**What you will do:**
a: In the recovery advice post, what do Clonidines do?
b: Which medications does the recovery advice post mention? List every one.
c: Pick up the recovery advice post right after its last sentence and keep writing in the same voice.

Next thing - I think that you should, at the very least explain to you friend/employer, how seeing her pain meds laying around makes you feel uncomfortable. You don't have to mention that you are tempted to snag a few but you can explain how it makes you think about how they used to make you feel, since she already knows about your treatment, that conversation shouldn't be that uncomfortable for either of you. Remember out of sight out of mind goes along way to removing the temptation. Maybe she could keep them put away somewhere that you don't have to clean or wouldn't come across them during your visits. It is good that you are telling yourself that they wouldn't satisfy you anyways, that is part of you recovering from the abuse of them in the past.....lets face it ...before we took Suboxone, there is no way any of us would've had that moral debate with ourselves. Satisfying our need for drugs was to powerful to consider the consequences......so take that as a sign that you are making good progress.

Last thing - those Clonidines you took are to help cope with WD's. They lower your blood pressure and assist in diminishing feelings of anxiousness.

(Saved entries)
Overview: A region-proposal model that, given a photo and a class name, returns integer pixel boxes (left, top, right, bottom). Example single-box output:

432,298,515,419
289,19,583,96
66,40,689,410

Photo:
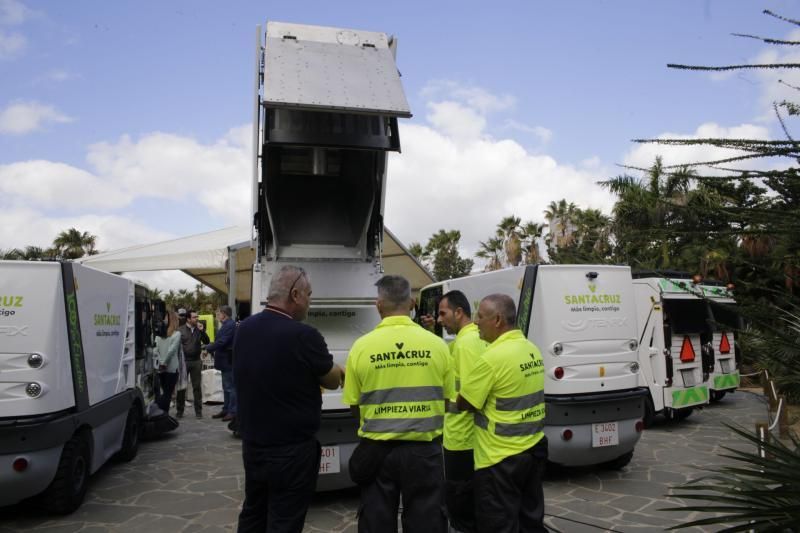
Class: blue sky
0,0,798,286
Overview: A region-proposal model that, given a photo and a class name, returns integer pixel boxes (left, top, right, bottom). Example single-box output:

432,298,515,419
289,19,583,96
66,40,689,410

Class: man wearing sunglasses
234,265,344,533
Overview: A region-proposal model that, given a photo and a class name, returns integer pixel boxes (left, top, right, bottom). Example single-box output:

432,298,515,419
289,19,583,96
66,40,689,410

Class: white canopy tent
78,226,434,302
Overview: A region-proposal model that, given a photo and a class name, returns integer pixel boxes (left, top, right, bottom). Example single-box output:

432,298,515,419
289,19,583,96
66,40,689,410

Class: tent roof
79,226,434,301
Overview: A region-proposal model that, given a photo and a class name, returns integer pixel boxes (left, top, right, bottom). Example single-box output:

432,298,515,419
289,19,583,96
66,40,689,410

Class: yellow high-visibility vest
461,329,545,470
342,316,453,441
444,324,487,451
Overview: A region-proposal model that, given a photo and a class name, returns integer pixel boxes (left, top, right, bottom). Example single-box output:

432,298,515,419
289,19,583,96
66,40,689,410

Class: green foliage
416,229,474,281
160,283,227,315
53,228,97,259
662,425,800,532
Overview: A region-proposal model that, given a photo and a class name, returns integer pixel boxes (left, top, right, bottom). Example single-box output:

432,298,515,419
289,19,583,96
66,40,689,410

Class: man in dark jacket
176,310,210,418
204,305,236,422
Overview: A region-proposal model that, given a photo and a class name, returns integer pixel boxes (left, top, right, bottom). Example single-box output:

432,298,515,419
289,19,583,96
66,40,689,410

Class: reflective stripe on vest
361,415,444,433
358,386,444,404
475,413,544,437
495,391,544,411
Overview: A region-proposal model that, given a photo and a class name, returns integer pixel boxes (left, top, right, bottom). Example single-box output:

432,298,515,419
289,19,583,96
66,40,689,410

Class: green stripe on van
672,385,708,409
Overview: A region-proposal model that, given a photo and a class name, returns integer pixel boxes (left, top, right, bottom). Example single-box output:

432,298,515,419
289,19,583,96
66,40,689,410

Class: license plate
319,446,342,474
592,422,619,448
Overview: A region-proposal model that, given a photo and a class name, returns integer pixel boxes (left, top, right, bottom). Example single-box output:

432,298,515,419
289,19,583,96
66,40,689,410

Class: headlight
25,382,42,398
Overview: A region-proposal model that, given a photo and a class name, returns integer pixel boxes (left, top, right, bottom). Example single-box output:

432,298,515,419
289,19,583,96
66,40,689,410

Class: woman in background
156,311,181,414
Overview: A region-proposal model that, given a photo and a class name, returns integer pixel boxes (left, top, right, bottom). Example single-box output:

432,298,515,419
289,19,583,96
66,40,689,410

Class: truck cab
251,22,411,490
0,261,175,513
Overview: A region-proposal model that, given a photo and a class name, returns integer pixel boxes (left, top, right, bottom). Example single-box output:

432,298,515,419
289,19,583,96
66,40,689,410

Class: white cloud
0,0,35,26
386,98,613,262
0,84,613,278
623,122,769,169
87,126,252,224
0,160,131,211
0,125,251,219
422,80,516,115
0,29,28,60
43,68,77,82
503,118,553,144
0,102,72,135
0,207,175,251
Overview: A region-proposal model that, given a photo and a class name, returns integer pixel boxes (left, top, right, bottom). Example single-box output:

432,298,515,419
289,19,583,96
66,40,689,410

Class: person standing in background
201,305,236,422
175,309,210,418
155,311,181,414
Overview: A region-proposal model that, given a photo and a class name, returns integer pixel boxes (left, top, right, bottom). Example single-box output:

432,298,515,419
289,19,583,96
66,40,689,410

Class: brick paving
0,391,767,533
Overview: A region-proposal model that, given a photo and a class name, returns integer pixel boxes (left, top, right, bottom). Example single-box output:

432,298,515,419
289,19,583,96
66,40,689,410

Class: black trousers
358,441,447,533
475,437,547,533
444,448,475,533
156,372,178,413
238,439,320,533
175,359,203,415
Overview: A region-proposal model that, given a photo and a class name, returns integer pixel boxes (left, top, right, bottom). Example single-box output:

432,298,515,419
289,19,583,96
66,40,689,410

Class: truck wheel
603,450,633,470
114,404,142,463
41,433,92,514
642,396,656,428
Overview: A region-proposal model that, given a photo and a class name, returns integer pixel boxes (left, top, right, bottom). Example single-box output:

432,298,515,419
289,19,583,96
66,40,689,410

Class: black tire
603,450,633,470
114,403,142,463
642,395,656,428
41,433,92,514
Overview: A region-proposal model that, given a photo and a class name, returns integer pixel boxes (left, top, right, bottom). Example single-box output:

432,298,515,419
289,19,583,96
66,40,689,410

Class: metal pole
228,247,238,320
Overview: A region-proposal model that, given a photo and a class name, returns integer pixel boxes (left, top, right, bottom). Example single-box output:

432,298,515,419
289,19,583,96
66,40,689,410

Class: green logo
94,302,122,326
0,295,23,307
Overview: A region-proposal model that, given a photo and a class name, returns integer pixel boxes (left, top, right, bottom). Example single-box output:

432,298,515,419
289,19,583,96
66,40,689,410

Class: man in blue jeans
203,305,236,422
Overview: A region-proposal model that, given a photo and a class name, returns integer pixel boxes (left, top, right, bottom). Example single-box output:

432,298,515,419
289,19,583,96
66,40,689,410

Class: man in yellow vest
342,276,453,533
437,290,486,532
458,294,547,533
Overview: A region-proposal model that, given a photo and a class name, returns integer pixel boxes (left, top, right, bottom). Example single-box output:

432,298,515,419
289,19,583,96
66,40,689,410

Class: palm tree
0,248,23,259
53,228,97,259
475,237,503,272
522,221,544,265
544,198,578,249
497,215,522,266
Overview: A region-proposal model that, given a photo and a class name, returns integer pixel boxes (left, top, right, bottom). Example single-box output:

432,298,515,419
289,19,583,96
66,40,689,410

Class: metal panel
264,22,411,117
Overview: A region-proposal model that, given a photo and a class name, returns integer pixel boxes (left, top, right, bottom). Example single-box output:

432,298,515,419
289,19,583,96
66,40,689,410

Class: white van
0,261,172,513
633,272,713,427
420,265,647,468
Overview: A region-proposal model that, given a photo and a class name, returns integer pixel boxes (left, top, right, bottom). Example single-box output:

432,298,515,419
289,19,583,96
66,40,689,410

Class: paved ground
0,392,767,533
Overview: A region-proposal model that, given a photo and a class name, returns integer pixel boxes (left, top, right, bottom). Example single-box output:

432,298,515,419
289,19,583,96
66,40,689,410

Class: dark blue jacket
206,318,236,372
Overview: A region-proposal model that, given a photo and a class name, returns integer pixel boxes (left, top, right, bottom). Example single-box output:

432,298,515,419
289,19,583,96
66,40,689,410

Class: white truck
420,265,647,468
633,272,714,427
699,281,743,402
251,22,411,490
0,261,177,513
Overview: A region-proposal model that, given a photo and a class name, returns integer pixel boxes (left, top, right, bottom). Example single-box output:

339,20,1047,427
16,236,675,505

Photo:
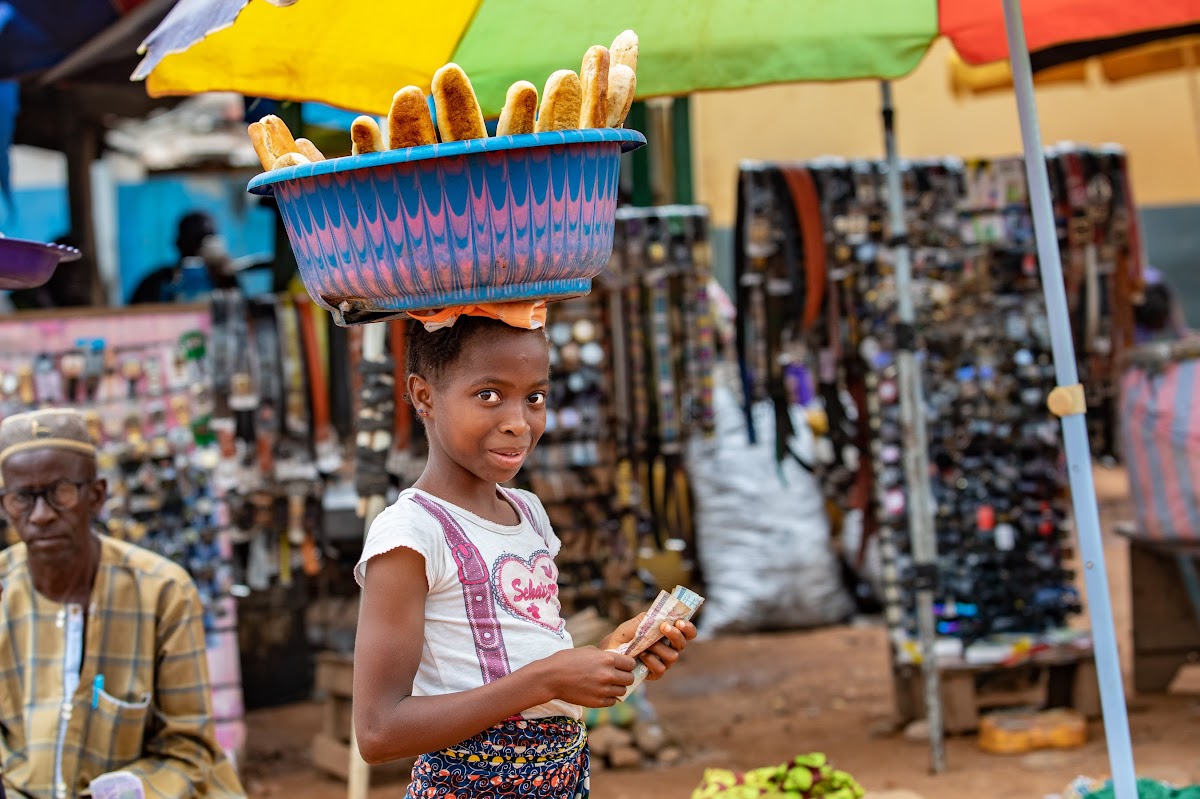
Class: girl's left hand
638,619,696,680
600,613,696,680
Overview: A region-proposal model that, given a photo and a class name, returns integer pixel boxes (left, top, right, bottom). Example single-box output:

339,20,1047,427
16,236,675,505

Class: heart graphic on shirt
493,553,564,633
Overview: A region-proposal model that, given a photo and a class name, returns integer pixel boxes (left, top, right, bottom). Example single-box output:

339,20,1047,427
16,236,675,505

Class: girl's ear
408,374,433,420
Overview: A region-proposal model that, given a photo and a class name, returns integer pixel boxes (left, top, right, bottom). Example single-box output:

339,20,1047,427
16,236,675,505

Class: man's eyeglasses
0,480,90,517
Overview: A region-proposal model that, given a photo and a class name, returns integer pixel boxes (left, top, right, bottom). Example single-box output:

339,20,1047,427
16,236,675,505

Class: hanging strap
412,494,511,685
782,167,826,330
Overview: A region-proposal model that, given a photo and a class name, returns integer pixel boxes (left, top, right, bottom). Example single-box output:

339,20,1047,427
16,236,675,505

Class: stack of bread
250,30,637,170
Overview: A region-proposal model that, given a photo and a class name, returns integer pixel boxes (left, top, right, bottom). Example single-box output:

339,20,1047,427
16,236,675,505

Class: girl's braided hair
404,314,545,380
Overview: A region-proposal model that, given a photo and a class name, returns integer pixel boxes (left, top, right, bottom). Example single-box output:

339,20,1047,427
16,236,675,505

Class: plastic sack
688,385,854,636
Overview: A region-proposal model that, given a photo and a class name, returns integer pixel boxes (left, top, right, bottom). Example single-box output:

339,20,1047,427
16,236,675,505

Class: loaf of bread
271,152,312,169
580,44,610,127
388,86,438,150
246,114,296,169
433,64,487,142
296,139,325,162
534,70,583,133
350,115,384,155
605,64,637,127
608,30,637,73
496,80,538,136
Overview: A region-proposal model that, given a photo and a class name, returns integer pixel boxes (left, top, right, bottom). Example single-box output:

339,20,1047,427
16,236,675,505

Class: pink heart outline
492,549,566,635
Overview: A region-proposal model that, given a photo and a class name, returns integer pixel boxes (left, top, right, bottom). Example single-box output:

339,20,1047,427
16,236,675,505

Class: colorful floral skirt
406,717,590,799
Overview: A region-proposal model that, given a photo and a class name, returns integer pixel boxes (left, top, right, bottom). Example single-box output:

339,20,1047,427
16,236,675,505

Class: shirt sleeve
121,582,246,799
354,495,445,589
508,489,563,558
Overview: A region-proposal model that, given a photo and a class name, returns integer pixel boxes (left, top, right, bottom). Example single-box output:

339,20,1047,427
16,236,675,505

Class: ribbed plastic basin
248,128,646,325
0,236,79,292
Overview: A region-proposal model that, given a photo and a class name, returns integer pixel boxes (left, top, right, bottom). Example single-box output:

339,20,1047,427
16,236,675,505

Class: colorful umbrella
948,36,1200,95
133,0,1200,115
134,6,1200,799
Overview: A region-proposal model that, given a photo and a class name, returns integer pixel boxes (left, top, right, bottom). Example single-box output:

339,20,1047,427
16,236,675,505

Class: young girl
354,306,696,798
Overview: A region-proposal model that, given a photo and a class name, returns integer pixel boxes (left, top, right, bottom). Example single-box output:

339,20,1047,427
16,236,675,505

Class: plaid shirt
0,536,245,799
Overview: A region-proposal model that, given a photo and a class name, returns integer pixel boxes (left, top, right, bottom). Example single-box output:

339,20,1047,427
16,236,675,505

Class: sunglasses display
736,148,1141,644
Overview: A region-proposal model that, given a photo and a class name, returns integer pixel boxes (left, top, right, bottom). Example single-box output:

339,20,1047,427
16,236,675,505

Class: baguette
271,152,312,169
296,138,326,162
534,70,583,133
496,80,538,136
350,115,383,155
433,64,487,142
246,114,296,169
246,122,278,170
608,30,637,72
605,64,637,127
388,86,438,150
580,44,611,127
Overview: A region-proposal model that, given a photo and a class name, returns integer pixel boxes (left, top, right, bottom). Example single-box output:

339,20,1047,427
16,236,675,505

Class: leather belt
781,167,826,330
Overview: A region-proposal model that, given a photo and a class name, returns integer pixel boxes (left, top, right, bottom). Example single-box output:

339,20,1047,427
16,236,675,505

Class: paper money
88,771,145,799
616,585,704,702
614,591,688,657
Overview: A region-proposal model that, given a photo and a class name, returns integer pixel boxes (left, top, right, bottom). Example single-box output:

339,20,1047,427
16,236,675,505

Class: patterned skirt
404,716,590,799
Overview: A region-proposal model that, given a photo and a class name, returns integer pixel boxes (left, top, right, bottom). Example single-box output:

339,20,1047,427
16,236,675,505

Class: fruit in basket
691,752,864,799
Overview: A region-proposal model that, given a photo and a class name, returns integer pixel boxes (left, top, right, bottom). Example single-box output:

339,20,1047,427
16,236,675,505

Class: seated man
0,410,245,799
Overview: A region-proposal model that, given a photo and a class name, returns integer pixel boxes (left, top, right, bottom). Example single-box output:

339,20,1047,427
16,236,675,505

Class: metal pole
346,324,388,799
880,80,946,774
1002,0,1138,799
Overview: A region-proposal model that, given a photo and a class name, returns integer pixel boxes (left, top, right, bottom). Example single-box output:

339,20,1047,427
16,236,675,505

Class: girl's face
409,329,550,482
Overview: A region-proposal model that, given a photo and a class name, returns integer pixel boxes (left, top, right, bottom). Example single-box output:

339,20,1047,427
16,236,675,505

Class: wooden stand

**Answers in order:**
a: They lower blood pressure and help diminish feelings of anxiousness, to help cope with WD's.

b: Pain meds, Suboxone, Clonidines

c:
I have heard reports of expiry dates on pharmaceuticals being a bunch of bunk......but the Pharm companies wouldn't admit to that in a million years in order to maintain sales numbers.

Everyone has your back here...you keep doing what your doing and don't doubt your strength. Your posts read like they are being written by someone with strength, who is introspective and willing to ask for help with out letting pride get in the way.
Good to hear also that someone is reading what I write...I hope I don't come across as a know it all. I only advise on what I've experienced and what I know to be true from multiple sources. I think it extremely important to seek council and information from more than one source when dealing with a condition as serious as the one we all have in common. I will be posting some questions of my own soon and hope to hear your thoughts as well as others on some of the things that I deal with.